___ DOCUMENT TEXT ___
A CONVERSATION WITH ANDRÉ ACIMAN

Arena Homme+ | by Michael Collins

© Christopher Ferguson: Farrar, Straus & Giroux

It’s heartening to meet a public figure who opts for silence, detachment and tact. ‘I distance myself when I speak about things by not going into details about the immediacy of the here and now,’ André Aciman tells me. 

In his view writers should not respond rashly to major news events, unless they’re reporters: ‘You have to give these events time to develop a new skin, before you write about them.’  If only other authors and celebrities were as restrained.  So many speak out in pursuit of  followers on social media, appeasing those who will mobilise and target them if they fail to hold the correct views. ‘I think an entirely intelligent person is always ambivalent,’ he says. ‘You have to be ambivalent because you can always see the two sides of the same thing.’

Throughout his works he refers to ‘vigils’ to describe the return to places from the past that bring a memory to life in the present. ‘This is how I always travel,’ Aciman says. ‘Not so as to experience anything at the time of my tour, but to plot the itinerary of a possible return trip. This, it occurs to me, is also how I live.’  A Jewish émigré, he left his native Egypt in 1965, aged 14, to escape overt antisemitism.  In 1996, he documented his family history and the relationship with Alexandria in the acclaimed memoir ‘Out Of Egypt’.  He writes about his return years later in the opening essay of  ‘False Papers’ (2000): ‘I went back to touch and breathe the past again, to walk in shoes I hadn’t worn in years.’  Nostalgia is the ache to go back; nostography the art of writing about return. Aciman trades in the latter.  His formative experience remains central to his writing: ‘An entire childhood revisited in a flash. I am a terrible nostographer.’ In his novel ‘Enigma Variations’ (2018),  a young man in his twenties visits the Italian town where he holidayed as a child, to find the man he was obsessed with when he was twelve years old, as well as the boy he once was. The impact of places…..the potency of the past……remembering first loves that leave a longing in adulthood…..the sensation that another life has been lived, or at least a parallel one, are themes that recur in his fiction. These are evident in his current novella ‘The Gentleman Of Peru’, which casts a mysterious older man among a group of  young  Americans during their vacation on the Amalfi coast.
___ DATA LISTING ___
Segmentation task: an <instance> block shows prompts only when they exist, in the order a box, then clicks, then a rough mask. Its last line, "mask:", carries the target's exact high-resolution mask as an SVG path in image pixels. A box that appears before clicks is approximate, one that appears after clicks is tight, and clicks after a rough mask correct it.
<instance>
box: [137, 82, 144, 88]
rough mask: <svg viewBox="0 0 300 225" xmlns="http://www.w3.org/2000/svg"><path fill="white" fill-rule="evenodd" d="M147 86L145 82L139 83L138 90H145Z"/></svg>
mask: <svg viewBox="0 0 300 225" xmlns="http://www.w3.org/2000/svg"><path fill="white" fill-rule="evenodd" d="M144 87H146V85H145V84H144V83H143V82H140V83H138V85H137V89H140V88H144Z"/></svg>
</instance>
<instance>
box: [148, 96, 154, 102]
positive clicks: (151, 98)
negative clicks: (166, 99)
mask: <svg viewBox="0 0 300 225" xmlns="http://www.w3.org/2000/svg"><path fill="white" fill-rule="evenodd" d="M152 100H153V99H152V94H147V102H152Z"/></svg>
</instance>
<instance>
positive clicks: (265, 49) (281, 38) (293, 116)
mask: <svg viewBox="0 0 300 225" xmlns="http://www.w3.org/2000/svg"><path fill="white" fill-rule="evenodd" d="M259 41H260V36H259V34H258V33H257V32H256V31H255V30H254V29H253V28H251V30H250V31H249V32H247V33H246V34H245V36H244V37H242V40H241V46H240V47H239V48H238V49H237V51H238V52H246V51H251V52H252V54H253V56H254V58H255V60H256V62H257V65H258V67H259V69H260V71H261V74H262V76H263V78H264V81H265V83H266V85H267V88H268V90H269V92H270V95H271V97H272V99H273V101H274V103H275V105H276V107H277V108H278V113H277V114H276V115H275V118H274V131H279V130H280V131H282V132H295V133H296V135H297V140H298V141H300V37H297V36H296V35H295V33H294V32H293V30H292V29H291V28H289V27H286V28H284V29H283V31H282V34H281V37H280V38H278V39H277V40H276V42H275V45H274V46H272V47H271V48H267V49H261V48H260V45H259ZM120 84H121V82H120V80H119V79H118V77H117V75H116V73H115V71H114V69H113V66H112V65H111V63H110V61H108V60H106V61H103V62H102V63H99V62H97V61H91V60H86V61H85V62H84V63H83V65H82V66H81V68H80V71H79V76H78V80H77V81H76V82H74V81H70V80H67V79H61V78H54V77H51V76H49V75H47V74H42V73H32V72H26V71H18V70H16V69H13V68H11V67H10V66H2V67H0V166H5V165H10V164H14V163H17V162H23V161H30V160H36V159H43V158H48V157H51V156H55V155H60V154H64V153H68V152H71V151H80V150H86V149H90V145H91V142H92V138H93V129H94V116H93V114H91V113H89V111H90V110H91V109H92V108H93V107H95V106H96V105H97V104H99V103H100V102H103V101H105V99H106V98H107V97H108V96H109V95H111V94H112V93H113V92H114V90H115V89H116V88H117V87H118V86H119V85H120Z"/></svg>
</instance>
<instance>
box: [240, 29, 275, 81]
___
Condense the paragraph of the interview that begins "In his view writers should not respond rashly" into a short bulleted list that keeps its main points. The entries come from a separate source and have no connection to the interview.

- Aciman believes writers who are not reporters should not react hastily to major news events, but should give them time "to develop a new skin" before writing about them.
- The interviewer wishes other authors and celebrities were as restrained, since many speak out to gain social media followers and to appease those who would mobilize against them for lacking the correct views.
- Aciman holds that an entirely intelligent person is always ambivalent, because such a person can always see the two sides of the same thing.